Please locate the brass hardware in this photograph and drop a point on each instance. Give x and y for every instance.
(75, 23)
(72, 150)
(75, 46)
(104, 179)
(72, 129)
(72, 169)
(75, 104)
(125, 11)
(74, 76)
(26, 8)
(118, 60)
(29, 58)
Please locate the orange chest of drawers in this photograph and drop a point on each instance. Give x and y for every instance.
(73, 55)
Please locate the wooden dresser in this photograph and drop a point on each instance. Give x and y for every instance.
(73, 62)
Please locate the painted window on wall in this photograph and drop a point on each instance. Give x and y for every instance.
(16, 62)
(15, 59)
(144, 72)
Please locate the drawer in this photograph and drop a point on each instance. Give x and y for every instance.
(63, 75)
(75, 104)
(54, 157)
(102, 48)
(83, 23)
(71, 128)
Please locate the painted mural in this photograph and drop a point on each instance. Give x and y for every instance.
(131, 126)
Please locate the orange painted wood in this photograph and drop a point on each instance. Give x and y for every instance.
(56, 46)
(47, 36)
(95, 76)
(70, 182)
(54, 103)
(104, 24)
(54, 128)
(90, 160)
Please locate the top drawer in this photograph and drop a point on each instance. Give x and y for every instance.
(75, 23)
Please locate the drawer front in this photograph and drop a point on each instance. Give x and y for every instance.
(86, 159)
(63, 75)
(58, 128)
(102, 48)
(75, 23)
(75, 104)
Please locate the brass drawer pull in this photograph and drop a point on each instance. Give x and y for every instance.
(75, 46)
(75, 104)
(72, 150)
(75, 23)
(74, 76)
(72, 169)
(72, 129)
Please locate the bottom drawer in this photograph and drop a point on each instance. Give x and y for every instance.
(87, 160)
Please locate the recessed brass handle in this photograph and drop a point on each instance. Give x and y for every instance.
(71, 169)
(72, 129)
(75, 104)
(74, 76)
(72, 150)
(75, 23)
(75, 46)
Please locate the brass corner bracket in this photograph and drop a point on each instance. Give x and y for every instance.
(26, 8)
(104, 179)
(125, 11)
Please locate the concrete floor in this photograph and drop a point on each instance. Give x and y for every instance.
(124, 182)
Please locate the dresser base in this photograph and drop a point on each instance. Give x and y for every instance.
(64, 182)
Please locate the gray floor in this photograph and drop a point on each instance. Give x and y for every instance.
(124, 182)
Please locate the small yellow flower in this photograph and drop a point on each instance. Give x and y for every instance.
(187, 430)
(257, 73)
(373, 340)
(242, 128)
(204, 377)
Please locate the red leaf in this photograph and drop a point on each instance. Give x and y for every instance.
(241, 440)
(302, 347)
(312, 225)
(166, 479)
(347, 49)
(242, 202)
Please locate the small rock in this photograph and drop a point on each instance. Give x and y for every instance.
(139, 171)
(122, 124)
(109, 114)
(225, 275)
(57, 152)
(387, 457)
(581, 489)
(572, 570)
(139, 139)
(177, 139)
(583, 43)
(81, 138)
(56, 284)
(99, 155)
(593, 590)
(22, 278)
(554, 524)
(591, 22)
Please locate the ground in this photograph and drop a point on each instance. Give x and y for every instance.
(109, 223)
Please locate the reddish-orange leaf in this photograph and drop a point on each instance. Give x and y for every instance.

══════

Copy out every entry exactly.

Please locate the brass hardware in this photograph and drop a point on each instance. Give x and y for every instance.
(75, 23)
(72, 150)
(75, 46)
(104, 179)
(72, 129)
(72, 169)
(75, 104)
(125, 11)
(74, 76)
(26, 8)
(118, 60)
(29, 58)
Please locate the orange chest of drawers in this photograph and drop a point on each instance. Give x and y for every instance.
(73, 55)
Please locate the wooden dresser in this photograph and drop a point on each instance. Give x and y for every instance.
(73, 62)
Please locate the painted window on wall in this photograph and drop a point on each instance. Give x and y for every instance.
(16, 62)
(15, 59)
(144, 72)
Please locate the drawer in this photograph and drop a point on each instance. Give x and y for every instance.
(63, 75)
(75, 104)
(54, 157)
(102, 48)
(83, 23)
(71, 128)
Please locate the painted mural in this photograph and drop a point on each instance. Give x and y for every instance.
(131, 126)
Please locate the orange painted wood in this photograph and drop a point on each instance. Give x and y for every instance.
(56, 46)
(47, 36)
(95, 76)
(70, 182)
(54, 103)
(104, 24)
(54, 128)
(90, 160)
Please locate the top drawer in this photograph and drop a point on each instance. Give x and y for every instance.
(75, 23)
Please locate the drawer front in this photograph and drop a point on each instance. Give x and y for every instance.
(86, 159)
(63, 75)
(58, 128)
(102, 48)
(75, 23)
(75, 104)
Please locate the brass drawer pull in this photograph and drop a point on each instance. Give x and y for every instance.
(75, 46)
(75, 104)
(72, 150)
(75, 23)
(74, 76)
(72, 169)
(72, 129)
Please locate the bottom drawer in this photograph and drop a point on each instance. Give x and y for every instance.
(87, 160)
Please locate the recessed brass handle in this photograph and drop a point on each instance. Give x and y for every instance.
(71, 169)
(72, 129)
(75, 104)
(74, 76)
(72, 150)
(75, 23)
(75, 46)
Please locate the brass corner bracket in this photograph and drop a point on each instance. Give x and y for every instance.
(26, 8)
(104, 179)
(125, 11)
Please locate the concrete floor in this photograph and drop a point on each instance. Give x and y for every instance.
(124, 182)
Please locate the dresser base in this photograph and drop a point on each instance. Give x and y for every instance.
(64, 182)
Please locate the gray floor in this photograph and drop a point on each instance. Give x and y for every instance.
(124, 182)
Please locate the small yellow flower in this photograph and drop a point on each instance. Give x and y for every instance.
(187, 430)
(257, 73)
(373, 340)
(242, 128)
(204, 377)
Please locate the red leaf in this photograph and drop a point on each instance. Give x and y for every instance.
(241, 440)
(302, 347)
(312, 225)
(166, 479)
(347, 49)
(242, 202)
Please locate the small rock in this photograph and drop a point on each instance. Give x and y for every instance.
(139, 171)
(122, 124)
(109, 114)
(225, 275)
(57, 152)
(387, 457)
(581, 489)
(572, 570)
(139, 139)
(177, 139)
(583, 43)
(81, 138)
(56, 284)
(99, 155)
(593, 590)
(22, 278)
(554, 524)
(591, 22)
Please locate the ground in this photograph and drop a point on each instance. Give x and y for every instance.
(109, 223)
Please locate the reddish-orange leaf in this photograph and drop a point on each instance. Give x and y for every instance.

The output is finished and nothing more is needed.